#### DATA PROVIDED

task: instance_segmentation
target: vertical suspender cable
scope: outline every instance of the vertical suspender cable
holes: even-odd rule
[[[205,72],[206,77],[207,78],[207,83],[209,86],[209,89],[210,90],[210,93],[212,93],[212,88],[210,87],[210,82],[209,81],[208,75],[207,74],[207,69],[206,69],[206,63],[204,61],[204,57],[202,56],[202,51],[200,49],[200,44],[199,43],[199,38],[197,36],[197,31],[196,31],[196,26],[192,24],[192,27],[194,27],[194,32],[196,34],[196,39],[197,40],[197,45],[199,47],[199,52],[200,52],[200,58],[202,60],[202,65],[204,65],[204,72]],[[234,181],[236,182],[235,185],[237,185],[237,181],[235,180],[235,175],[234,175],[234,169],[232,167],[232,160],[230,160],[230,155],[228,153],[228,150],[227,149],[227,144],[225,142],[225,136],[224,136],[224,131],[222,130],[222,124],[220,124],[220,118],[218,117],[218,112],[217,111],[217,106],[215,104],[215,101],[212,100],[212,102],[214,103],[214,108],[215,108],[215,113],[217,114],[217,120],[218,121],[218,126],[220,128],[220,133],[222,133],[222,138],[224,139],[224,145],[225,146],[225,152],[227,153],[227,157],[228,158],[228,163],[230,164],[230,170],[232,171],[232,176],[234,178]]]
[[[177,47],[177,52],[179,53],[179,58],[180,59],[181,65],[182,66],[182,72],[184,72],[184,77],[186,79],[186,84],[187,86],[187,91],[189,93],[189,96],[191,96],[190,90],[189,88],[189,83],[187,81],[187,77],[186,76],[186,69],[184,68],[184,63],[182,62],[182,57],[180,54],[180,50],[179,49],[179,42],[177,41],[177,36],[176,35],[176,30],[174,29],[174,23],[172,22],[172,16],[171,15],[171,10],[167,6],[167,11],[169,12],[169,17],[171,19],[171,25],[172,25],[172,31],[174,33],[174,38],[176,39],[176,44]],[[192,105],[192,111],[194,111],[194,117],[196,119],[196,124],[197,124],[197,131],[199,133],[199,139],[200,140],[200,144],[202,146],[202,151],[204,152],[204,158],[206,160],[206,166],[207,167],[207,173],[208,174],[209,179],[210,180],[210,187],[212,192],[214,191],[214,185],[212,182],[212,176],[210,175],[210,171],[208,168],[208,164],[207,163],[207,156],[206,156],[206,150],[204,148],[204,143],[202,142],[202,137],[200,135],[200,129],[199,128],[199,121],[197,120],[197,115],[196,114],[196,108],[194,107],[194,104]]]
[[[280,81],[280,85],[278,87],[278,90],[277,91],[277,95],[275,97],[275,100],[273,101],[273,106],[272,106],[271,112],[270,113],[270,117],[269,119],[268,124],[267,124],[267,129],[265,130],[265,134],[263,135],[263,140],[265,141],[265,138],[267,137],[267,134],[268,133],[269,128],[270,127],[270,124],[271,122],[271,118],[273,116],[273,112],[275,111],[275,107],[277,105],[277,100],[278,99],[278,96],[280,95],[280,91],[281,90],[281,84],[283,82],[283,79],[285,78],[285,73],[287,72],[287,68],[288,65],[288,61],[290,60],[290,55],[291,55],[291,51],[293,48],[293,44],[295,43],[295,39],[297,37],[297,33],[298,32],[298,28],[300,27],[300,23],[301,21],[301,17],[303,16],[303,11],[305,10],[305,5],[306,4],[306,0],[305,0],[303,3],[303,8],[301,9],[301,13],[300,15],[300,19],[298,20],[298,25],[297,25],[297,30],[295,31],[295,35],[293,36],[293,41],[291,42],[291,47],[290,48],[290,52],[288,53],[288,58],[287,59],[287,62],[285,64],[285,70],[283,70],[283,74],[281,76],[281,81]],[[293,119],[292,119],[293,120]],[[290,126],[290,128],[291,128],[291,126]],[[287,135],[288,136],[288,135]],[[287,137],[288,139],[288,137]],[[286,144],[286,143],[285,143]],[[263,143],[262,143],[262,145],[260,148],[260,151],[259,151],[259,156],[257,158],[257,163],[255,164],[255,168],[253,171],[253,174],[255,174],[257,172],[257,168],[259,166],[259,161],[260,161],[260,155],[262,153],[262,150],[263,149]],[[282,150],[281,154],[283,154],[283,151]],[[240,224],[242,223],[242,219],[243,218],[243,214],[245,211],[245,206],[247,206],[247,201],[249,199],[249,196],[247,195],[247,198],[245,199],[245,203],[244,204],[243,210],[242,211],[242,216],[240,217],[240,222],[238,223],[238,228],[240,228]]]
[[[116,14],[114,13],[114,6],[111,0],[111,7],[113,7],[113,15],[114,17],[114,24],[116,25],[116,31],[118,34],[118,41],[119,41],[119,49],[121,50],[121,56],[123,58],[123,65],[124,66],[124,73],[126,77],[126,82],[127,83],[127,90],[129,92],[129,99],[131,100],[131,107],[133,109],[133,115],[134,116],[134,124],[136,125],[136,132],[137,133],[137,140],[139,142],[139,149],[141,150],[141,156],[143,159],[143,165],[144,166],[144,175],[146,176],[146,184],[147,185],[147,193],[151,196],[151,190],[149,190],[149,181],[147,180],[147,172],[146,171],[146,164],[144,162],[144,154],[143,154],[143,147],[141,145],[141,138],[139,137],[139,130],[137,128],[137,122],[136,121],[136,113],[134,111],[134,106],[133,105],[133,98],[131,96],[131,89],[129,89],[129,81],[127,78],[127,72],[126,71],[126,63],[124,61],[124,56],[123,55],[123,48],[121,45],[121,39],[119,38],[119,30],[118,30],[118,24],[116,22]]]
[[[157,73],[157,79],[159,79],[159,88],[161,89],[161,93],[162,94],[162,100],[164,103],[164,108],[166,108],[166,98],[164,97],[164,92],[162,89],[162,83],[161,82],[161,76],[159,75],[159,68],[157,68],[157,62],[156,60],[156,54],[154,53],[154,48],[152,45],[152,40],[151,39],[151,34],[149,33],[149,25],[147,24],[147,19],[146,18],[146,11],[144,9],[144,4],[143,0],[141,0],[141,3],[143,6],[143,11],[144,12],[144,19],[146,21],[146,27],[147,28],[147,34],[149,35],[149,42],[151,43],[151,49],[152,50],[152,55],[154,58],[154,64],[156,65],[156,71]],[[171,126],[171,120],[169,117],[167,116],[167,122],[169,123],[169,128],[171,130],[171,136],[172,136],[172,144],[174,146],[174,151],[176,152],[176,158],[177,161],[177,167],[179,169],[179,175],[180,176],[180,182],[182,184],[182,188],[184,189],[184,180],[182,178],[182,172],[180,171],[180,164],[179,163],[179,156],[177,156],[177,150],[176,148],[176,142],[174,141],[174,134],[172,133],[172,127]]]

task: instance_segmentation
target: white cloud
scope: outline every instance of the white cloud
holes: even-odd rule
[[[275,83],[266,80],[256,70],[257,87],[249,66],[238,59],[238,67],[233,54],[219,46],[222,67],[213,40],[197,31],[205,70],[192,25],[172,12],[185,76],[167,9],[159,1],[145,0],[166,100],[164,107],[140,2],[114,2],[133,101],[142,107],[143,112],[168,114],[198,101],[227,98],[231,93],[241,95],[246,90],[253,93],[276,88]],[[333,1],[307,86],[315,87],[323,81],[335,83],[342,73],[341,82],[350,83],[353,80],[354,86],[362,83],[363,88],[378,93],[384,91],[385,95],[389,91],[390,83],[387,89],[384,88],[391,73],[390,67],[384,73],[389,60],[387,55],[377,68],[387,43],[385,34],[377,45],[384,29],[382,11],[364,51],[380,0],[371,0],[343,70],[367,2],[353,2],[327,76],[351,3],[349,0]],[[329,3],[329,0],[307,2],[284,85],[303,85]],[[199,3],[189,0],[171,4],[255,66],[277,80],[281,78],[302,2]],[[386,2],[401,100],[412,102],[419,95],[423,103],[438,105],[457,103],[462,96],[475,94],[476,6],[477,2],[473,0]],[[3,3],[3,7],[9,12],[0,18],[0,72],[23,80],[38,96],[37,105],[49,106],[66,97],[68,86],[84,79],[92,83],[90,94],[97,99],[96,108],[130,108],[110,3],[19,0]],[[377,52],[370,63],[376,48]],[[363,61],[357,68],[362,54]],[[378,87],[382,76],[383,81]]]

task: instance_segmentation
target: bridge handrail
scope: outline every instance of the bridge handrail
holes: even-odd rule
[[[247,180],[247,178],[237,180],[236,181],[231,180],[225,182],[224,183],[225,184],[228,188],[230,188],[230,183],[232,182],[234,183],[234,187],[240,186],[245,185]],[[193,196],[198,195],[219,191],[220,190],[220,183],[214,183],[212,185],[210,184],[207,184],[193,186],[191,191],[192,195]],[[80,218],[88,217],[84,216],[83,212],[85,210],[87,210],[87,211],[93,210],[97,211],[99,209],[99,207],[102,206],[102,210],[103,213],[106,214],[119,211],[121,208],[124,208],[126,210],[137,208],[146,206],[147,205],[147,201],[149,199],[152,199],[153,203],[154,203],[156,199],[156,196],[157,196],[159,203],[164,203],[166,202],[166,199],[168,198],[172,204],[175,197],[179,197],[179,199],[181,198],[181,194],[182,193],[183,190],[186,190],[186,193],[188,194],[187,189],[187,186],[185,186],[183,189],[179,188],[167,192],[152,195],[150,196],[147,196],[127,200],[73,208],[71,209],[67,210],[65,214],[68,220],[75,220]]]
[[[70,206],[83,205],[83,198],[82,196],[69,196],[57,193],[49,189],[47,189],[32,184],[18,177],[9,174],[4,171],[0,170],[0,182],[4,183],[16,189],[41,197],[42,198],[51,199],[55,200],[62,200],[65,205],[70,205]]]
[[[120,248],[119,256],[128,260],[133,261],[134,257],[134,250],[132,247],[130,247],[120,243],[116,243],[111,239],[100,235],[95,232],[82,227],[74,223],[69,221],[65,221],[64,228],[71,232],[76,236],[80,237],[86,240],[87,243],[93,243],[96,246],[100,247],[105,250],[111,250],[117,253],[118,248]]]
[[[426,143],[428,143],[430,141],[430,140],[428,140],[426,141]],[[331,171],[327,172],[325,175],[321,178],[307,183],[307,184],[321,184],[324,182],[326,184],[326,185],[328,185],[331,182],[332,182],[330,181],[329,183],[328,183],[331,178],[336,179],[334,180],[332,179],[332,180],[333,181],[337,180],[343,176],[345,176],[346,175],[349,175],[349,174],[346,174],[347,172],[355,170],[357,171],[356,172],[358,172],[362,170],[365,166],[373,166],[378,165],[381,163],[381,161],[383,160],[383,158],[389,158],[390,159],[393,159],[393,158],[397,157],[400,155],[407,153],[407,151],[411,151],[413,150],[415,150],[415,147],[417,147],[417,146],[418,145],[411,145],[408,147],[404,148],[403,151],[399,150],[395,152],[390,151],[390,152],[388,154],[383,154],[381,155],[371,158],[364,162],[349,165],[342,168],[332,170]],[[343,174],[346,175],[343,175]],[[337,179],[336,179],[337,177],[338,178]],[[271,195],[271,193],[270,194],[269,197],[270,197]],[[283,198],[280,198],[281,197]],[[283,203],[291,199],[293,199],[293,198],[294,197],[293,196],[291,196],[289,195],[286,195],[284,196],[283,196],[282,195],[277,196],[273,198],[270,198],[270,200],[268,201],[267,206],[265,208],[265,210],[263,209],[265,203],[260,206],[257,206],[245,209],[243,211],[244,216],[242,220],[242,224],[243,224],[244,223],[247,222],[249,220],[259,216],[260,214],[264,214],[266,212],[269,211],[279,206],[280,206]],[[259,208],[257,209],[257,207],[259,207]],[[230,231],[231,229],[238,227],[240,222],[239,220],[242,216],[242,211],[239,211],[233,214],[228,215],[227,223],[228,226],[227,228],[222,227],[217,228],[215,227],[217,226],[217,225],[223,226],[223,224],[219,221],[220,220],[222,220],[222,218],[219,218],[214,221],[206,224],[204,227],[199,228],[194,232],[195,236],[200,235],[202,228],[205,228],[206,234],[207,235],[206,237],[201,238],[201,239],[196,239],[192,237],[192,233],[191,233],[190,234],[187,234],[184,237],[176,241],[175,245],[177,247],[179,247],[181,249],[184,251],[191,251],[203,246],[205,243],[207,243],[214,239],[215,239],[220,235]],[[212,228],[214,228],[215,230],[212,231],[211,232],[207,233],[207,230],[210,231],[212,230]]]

########

* _REQUEST_: Pull out each line of the material that contains the string "target", treating uppercase and lowercase letters as different.

* _RESPONSE TO THE TASK_:
target: vertical suspender cable
target: white cloud
target: bridge handrail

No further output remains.